Please restate the following records word for word.

[Dataset records]
--------------------

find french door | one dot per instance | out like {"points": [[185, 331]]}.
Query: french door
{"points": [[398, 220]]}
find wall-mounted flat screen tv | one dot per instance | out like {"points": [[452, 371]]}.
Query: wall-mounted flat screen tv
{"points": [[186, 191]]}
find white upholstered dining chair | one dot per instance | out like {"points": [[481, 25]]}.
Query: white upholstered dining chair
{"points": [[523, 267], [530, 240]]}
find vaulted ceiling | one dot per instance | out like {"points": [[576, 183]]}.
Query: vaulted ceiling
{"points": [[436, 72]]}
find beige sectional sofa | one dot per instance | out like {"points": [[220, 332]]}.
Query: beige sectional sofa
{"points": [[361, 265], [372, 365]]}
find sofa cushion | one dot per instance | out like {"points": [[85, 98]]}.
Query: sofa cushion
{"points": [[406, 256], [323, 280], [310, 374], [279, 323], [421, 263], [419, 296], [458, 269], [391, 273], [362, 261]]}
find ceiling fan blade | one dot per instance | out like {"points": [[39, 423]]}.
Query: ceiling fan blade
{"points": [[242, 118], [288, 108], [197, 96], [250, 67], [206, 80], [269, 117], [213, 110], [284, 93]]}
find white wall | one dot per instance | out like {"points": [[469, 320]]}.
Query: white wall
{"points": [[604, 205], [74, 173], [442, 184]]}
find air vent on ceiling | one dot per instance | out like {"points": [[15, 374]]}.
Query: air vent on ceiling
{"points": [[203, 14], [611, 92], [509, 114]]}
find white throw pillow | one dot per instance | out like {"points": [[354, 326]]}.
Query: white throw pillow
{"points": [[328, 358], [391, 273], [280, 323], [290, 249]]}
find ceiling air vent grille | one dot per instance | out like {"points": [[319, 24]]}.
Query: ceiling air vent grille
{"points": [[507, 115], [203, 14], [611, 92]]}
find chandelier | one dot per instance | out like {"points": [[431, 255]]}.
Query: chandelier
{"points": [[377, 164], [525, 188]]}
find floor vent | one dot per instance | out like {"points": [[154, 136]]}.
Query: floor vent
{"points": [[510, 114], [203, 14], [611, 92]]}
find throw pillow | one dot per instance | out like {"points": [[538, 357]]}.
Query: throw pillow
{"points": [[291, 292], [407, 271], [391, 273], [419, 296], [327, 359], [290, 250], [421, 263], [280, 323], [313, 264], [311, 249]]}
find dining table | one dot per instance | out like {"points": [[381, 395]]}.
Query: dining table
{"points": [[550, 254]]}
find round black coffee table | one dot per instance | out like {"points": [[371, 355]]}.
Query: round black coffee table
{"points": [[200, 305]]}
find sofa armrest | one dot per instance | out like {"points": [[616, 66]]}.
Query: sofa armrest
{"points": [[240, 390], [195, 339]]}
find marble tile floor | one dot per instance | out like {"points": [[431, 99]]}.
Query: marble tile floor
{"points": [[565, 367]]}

--------------------

[Exercise output]
find french door | one dot per instance | out like {"points": [[185, 331]]}.
Query: french door
{"points": [[398, 220]]}
find wall-mounted flat screen tv | one dot per instance | out like {"points": [[452, 371]]}.
Query: wall-mounted flat screen tv
{"points": [[186, 191]]}
find white upholstered dining chair | one dot per instance | out like {"points": [[481, 25]]}.
Query: white upholstered dining chair
{"points": [[523, 267], [530, 240]]}
find vaulted ceiling | one dot per instance | out like {"points": [[576, 183]]}.
Query: vaulted ceiling
{"points": [[436, 72]]}
find beige sectional sofa | one dot per instance | out like {"points": [[220, 332]]}.
Query: beige sectional sofa
{"points": [[361, 265], [372, 365]]}
find sofa cushion | one dot per instance | out like {"points": [[85, 98]]}.
Query: sofa cushion
{"points": [[406, 256], [323, 280], [310, 374], [279, 323], [421, 263], [419, 296], [458, 269], [391, 273], [362, 261]]}
find ceiling fan blade | one dot per instance | out like {"points": [[39, 423]]}.
Query: ceiling fan blade
{"points": [[242, 118], [288, 108], [197, 96], [250, 67], [206, 80], [269, 117], [213, 110], [284, 93]]}
find white wall | one dot per instance | out like {"points": [[469, 320]]}.
Query: white wall
{"points": [[604, 205], [74, 173], [442, 184]]}
find air vent on ceiling | one dot per instance | out like {"points": [[15, 374]]}.
Query: air vent on ceiling
{"points": [[203, 14], [611, 92], [509, 114]]}
find white throw pillow | one dot per instance | out like {"points": [[354, 326]]}.
Query: white throw pillow
{"points": [[328, 358], [391, 273], [280, 323], [290, 249]]}
find ceiling air vent grille | one dot per instance | out like {"points": [[319, 24]]}.
Query: ceiling air vent grille
{"points": [[507, 115], [203, 14], [611, 92]]}
find chandelier | one dot per instance | out like {"points": [[431, 255]]}.
Query: chandelier
{"points": [[377, 164], [525, 188]]}
find floor vent | one dot per instance | out like {"points": [[154, 136]]}.
Query: floor vent
{"points": [[510, 114], [203, 14], [611, 92]]}
find throw pillow | one dot per instance | out like {"points": [[538, 357]]}.
Query: throw pillow
{"points": [[291, 292], [407, 271], [391, 273], [419, 296], [327, 359], [290, 250], [421, 263], [280, 323], [313, 264], [311, 249]]}
find dining table | one dot per instance | out like {"points": [[381, 395]]}.
Query: dining table
{"points": [[550, 254]]}
find round black coffee table | one dot per instance | out like {"points": [[371, 355]]}.
Query: round black coffee table
{"points": [[200, 305]]}
find sofa armrest | one dot per instance | out like {"points": [[616, 66]]}.
Query: sofa armrest
{"points": [[240, 390], [195, 339]]}
find marble tile floor | one dot per instance | out like {"points": [[431, 99]]}.
Query: marble tile floor
{"points": [[565, 367]]}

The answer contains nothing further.